Given passage ::
▼

A Place to Stand … info
Karen Barbour’s short dance film Liminal is an exploration of how digital dance making can be re-conceptualized from a dancer’s perspective, rather than from a film-maker’s perspective. The result is a re-framing of the dancer’s body through choreographic, compositional and aesthetic strategies that highlight the liminal experience of being between.
Memory Triggers by Lisa Perrott, Jenny Spark and Lizzie Dobson. An interdisciplinary collaborative project which experiments with the notion of haptic audio-visuality, a more tactile, closer-to-the-body form of perception. This series of audiovisual works experiment with various compositions involving referential imagery, whilst also navigating connections between the New Zealand landscape and the human body.
Highly Strung (Lisa Perrott) is a surrealist psychodrama inspired by the Czech tradition of puppet theatre as well as Maya Deren and Alexander Hammid’s Meshes of the Afternoon (1943). Playing with Freudian and Jungian notions of the ‘multiple self’, Highly Strung is an allegory for power struggle between the inhibited self and the expressive self.

▲

To-do list ::
(a) Decide whether each statement agrees with the film notes, answering yes or no and quoting the words that settle it: (i) Liminal approaches digital dance making from a film-maker's perspective rather than a dancer's; (ii) Memory Triggers is credited to three people; (iii) Highly Strung takes inspiration from the Czech tradition of puppet theatre.
(b) According to the film notes, which 1943 film helped inspire Highly Strung?
(c) Please write what comes next in the film notes, picking up after the sentence about Highly Strung as an allegory.
The material that comes next has no connection to the film notes.

Provided data ::

▼

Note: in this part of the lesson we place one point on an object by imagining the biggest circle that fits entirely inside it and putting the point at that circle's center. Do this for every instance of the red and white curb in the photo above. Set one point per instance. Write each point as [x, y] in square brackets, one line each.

▲

Answers to each task ::
(a)
(i) No: "from a dancer’s perspective, rather than from a film-maker’s perspective"
(ii) Yes: "by Lisa Perrott, Jenny Spark and Lizzie Dobson"
(iii) Yes: "inspired by the Czech tradition of puppet theatre"

(b) Maya Deren and Alexander Hammid’s Meshes of the Afternoon.

(c)
Dannielle Jaram’s Muriwai expresses an indigenous world-view that both space and time are interwoven subjects, neither existing without the other. For Maori, this belief means that we are continually aware of the presence of tipuna or ancestors and their influence on who we are and who we are destined to be.
A Place to Stand is a contemporary dance performance work by Karen Barbour, exploring experiences of cultural and personal identity. Through movement, projected images, sound and text, Karen delves into Pākehā experiences of belonging and multiplicity as a woman of Aotearoa.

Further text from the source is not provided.